_Records for the task_
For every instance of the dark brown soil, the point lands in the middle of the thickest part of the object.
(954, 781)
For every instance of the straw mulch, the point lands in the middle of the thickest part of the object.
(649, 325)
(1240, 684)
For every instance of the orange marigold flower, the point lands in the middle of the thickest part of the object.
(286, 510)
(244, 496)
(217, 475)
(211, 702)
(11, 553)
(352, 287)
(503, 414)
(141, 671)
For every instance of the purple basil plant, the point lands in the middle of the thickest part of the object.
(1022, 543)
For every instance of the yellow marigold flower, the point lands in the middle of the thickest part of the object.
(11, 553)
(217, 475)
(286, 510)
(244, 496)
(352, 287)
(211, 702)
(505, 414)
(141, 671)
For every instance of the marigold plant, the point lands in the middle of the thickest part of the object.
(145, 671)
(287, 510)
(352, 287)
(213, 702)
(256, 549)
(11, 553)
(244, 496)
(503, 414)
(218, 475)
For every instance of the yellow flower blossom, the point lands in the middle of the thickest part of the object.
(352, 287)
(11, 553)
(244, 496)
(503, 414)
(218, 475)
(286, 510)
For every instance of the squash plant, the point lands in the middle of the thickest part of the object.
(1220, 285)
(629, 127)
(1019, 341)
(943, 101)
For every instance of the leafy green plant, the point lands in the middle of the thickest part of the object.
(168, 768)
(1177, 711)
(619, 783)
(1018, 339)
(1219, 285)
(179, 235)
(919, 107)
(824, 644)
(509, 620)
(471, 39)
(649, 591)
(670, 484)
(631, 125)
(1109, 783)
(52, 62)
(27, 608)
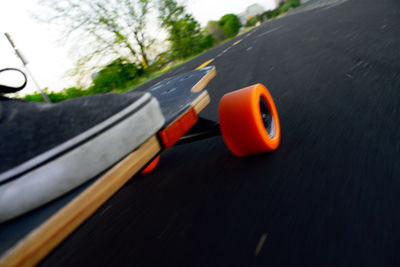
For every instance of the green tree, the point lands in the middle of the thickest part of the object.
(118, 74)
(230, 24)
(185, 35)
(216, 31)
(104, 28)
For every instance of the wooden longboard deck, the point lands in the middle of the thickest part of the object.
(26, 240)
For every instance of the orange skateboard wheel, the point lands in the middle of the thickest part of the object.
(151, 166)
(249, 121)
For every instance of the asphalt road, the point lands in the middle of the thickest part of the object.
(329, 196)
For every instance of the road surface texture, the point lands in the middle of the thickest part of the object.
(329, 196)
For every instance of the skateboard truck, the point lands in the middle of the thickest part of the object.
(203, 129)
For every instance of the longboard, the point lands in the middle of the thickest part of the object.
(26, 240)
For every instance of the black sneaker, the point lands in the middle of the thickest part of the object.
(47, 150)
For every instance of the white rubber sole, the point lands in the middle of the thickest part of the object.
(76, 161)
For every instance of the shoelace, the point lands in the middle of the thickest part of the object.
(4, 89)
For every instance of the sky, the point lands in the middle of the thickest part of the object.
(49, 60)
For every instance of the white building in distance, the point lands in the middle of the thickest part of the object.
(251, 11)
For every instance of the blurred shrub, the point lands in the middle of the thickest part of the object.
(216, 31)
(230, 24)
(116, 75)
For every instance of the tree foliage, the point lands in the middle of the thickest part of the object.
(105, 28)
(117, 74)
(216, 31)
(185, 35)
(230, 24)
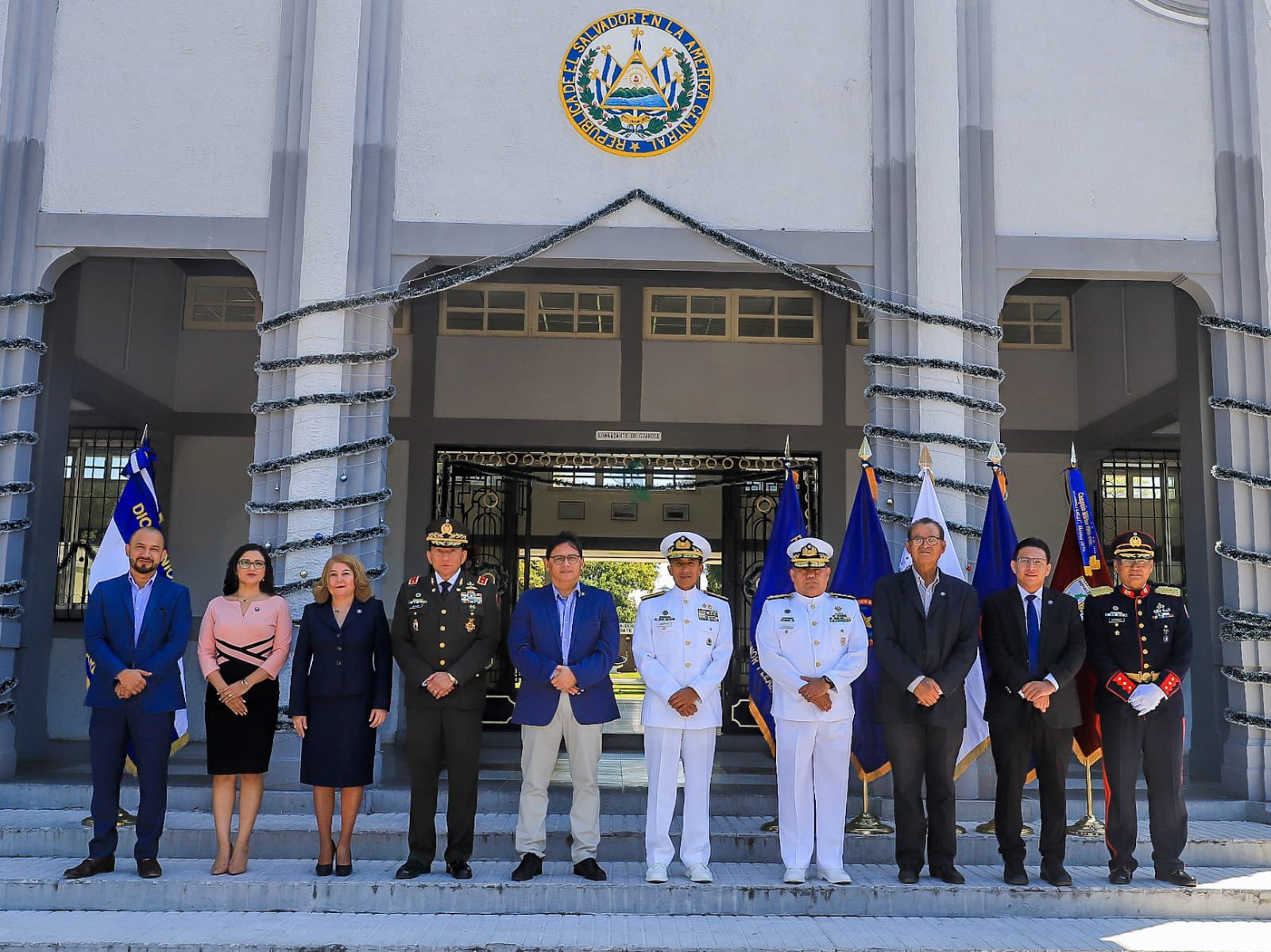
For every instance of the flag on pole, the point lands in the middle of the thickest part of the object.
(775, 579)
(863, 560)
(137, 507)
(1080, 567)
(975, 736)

_Work to complete_
Rewrite everything from the start of the listing down to the line containing "(1022, 543)", both ends included, keeping each request line as it stands. Multiply every coordinate in the answers by 1.05 and round the results to whole numbers, with halves rounded up.

_Output below_
For every instance of the dark brown soil, the point lands in the middle of the thickest part of the object.
(1002, 820)
For every instance of the straw mulch, the point lands in the middle of the thickest part of the object.
(681, 341)
(1302, 718)
For every instance of the orange marigold flower, the point lands in the middle of the thickest part of the object.
(300, 536)
(256, 521)
(228, 499)
(222, 737)
(12, 581)
(370, 301)
(528, 435)
(148, 705)
For every instance of the purple basil plant, the point lands in the middle of the thickest part of the object.
(1073, 570)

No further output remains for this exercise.